═══ Source data

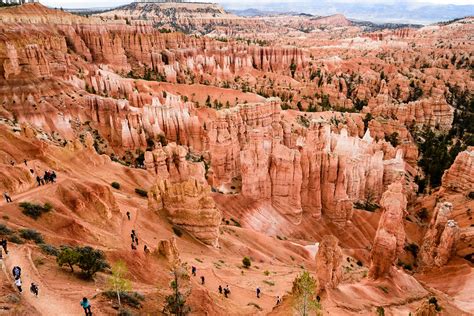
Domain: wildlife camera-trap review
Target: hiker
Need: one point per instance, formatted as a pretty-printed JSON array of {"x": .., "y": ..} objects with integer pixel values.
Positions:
[
  {"x": 34, "y": 289},
  {"x": 7, "y": 197},
  {"x": 53, "y": 176},
  {"x": 18, "y": 284},
  {"x": 16, "y": 272},
  {"x": 4, "y": 245},
  {"x": 86, "y": 305}
]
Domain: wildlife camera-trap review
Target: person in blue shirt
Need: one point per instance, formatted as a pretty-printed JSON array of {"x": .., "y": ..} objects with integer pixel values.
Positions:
[{"x": 87, "y": 306}]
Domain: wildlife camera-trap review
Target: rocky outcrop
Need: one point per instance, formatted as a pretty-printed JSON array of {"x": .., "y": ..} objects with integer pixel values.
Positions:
[
  {"x": 168, "y": 250},
  {"x": 188, "y": 204},
  {"x": 92, "y": 201},
  {"x": 390, "y": 237},
  {"x": 329, "y": 263},
  {"x": 459, "y": 176},
  {"x": 440, "y": 240}
]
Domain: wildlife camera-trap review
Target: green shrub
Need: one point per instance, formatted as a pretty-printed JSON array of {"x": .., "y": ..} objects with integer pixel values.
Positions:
[
  {"x": 35, "y": 210},
  {"x": 141, "y": 192},
  {"x": 434, "y": 301},
  {"x": 115, "y": 185},
  {"x": 31, "y": 234},
  {"x": 90, "y": 260},
  {"x": 246, "y": 262},
  {"x": 49, "y": 249},
  {"x": 4, "y": 230}
]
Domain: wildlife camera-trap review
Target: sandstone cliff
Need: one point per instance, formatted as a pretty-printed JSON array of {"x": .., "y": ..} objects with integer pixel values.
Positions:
[
  {"x": 329, "y": 263},
  {"x": 440, "y": 240}
]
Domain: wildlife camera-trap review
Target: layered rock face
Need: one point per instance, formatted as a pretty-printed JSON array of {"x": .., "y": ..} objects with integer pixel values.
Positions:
[
  {"x": 188, "y": 204},
  {"x": 440, "y": 239},
  {"x": 329, "y": 263},
  {"x": 390, "y": 237},
  {"x": 459, "y": 177}
]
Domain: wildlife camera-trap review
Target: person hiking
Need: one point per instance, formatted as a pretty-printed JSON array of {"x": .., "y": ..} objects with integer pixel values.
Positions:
[
  {"x": 87, "y": 306},
  {"x": 18, "y": 284},
  {"x": 5, "y": 245},
  {"x": 34, "y": 289},
  {"x": 7, "y": 197},
  {"x": 16, "y": 272}
]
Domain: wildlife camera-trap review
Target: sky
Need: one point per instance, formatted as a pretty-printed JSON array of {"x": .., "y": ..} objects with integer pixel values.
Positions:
[{"x": 241, "y": 3}]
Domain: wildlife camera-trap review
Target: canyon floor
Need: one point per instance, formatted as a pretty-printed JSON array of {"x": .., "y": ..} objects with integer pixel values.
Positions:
[{"x": 301, "y": 145}]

══════

▶ _Task objective_: Restate the data above exactly, stripping out each image.

▶ _Solution to the exercise_:
Domain: wildlife camera-trap review
Target: hiker
Need: one point per instance, formatted as a pretty-printed JSON array of {"x": .., "y": ..} objects with integer pixel values.
Positions:
[
  {"x": 34, "y": 289},
  {"x": 7, "y": 197},
  {"x": 53, "y": 176},
  {"x": 18, "y": 284},
  {"x": 16, "y": 272},
  {"x": 4, "y": 245},
  {"x": 86, "y": 305}
]
Domain: wildlife camera-trap review
Target: person in blue shirt
Need: one point per instance, formatted as a pretty-printed JSON array of {"x": .., "y": ..} objects with integer pixel values.
Positions:
[{"x": 87, "y": 306}]
Domain: wildlife camera-trap review
Target: rocky outcrop
Need: one point per instance, formatted as a pretty-printed JSON array of {"x": .., "y": ..} objects with integer pixel values.
Positions:
[
  {"x": 168, "y": 250},
  {"x": 188, "y": 204},
  {"x": 92, "y": 201},
  {"x": 390, "y": 237},
  {"x": 329, "y": 263},
  {"x": 459, "y": 176},
  {"x": 440, "y": 240}
]
Domain: wildlife camera-trap review
Target: green shrub
Need: one point per instance, formatted as a pretty-printed JSON array of {"x": .., "y": ..} objects with integer pixel values.
Positions:
[
  {"x": 35, "y": 210},
  {"x": 141, "y": 192},
  {"x": 434, "y": 301},
  {"x": 115, "y": 185},
  {"x": 31, "y": 234},
  {"x": 90, "y": 260},
  {"x": 246, "y": 262},
  {"x": 49, "y": 249},
  {"x": 4, "y": 230}
]
Domain: wildlife camera-trap review
Target: sandstone cliff
Need: one point per instance, formatted as a pretty-printed JSON array of {"x": .., "y": ..} objects with integer pixel values.
Positions:
[
  {"x": 329, "y": 263},
  {"x": 440, "y": 240}
]
Domain: wildlife camera-trap review
Target: layered rock face
Need: one point per instance, formatted as a pretty-printed JSON array of {"x": .., "y": ..} objects with integer pixel values.
Positions:
[
  {"x": 188, "y": 204},
  {"x": 440, "y": 239},
  {"x": 329, "y": 263},
  {"x": 390, "y": 237},
  {"x": 459, "y": 177}
]
Domain: wildlife camera-trap review
Target: person hiking
Need: one point per instance, formatted as a pretty-printed JSON array of {"x": .., "y": ..} objects with integer pixel values.
Positions:
[
  {"x": 87, "y": 306},
  {"x": 18, "y": 284},
  {"x": 5, "y": 245},
  {"x": 34, "y": 289},
  {"x": 7, "y": 197},
  {"x": 16, "y": 272}
]
Domain: wildlife camera-trap review
Target: sky
Need: one point per instance, formatted as a pretty-printed JSON array of {"x": .., "y": ..} objects with integer pixel values.
Positions:
[{"x": 241, "y": 3}]
Domain: wildlife camera-trap review
Target: canyon floor
Need: one point per instance, formatted as a pretty-printed JSON array of {"x": .., "y": ..} objects with integer pixel values.
Positions:
[{"x": 301, "y": 145}]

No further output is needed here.